About this task: Retype each entry. Leave every word as it is.

Records contained in a dataset

⁂

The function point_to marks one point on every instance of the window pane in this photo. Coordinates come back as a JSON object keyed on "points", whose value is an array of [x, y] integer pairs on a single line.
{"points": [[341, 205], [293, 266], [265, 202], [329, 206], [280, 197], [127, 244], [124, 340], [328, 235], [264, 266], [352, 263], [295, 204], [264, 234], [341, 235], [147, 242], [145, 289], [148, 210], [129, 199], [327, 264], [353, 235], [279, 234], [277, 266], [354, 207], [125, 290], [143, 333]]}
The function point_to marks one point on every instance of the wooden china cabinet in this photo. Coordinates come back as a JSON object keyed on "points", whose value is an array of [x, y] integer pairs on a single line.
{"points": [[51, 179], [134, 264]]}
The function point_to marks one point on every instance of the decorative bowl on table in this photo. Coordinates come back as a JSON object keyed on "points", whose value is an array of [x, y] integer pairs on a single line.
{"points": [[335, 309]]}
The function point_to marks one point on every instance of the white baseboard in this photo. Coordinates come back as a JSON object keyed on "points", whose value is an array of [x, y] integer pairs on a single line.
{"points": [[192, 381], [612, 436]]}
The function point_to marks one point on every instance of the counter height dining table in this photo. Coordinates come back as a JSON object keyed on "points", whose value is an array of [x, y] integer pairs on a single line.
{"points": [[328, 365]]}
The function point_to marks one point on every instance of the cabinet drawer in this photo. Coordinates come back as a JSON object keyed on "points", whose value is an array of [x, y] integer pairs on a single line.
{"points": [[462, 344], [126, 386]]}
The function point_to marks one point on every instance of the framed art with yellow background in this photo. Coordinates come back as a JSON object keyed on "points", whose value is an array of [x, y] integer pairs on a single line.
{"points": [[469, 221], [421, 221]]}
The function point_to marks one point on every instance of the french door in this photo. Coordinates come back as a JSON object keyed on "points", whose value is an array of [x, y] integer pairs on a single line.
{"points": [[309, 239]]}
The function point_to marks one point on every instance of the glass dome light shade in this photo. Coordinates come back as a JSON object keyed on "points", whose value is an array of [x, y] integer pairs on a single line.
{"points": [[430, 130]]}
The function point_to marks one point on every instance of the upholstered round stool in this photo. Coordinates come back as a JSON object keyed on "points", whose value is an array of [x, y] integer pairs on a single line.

⁂

Answer section:
The function point_to marks one point on every instance of the window pane in this photo. Coordinates come back as a JSON object keyed on "points", whose value is an array of [x, y] integer pairs on a single line.
{"points": [[341, 205], [293, 266], [265, 202], [329, 206], [280, 197], [127, 244], [124, 340], [328, 235], [264, 266], [352, 263], [295, 204], [264, 234], [341, 235], [147, 242], [145, 289], [148, 210], [129, 199], [327, 264], [353, 235], [279, 234], [277, 266], [354, 207], [125, 290], [143, 333]]}
The function point_to marks one point on every instance of the wooden china cabinet in this photo. Coordinates come back as a JSON object keyed on "points", whose value is an array of [x, y] integer pairs on a single line.
{"points": [[51, 179], [134, 264]]}
The function point_to marks one point on every instance of the decorative bowl on table in this photo. Coordinates come back as a JSON object keyed on "points", whose value is an array of [x, y] integer pairs on a single line.
{"points": [[335, 309]]}
The function point_to marks one point on every instance of the white baseboard in this photo. Coordinates come back as a JSON object keyed on "points", whose value is an array of [x, y] integer pairs on a single line.
{"points": [[192, 381], [612, 436]]}
The function point_to marks one point on every instance of the counter height dining table in this photo. Coordinates come back as a JSON object keyed on "points", whose value is an array of [x, y] integer pairs on a single line.
{"points": [[328, 365]]}
The function point_to marks one point on every instance of the cabinet drawer in this photo. Coordinates come back as a JSON object keyed on "points", whose value is an array of [x, y] integer pairs on a single line.
{"points": [[462, 344], [126, 386]]}
The function point_to marks one point on every instance of the framed art with yellow background in this photo. Coordinates come back as a JSON object keyed on "points", whose value is an array of [x, y] integer pairs on a single line.
{"points": [[469, 221], [421, 221]]}
The function point_to marks one point on every instance of the french door in this photo. Coordinates come back as a JSON object keyed on "points", whose value is an array of [x, y] integer pairs on a single line.
{"points": [[309, 239]]}
The function point_to marks one point on every instance of the glass dome light shade in this photo. Coordinates come back as a JSON object keyed on "points", whose value is an array of [x, y] integer pairs on a single line.
{"points": [[430, 130]]}
The function point_to marks one point on every instance of the upholstered round stool in this photo. Coordinates come back as a JSON object keyed on "points", whose value is an array of [x, y] integer pairs on a single line.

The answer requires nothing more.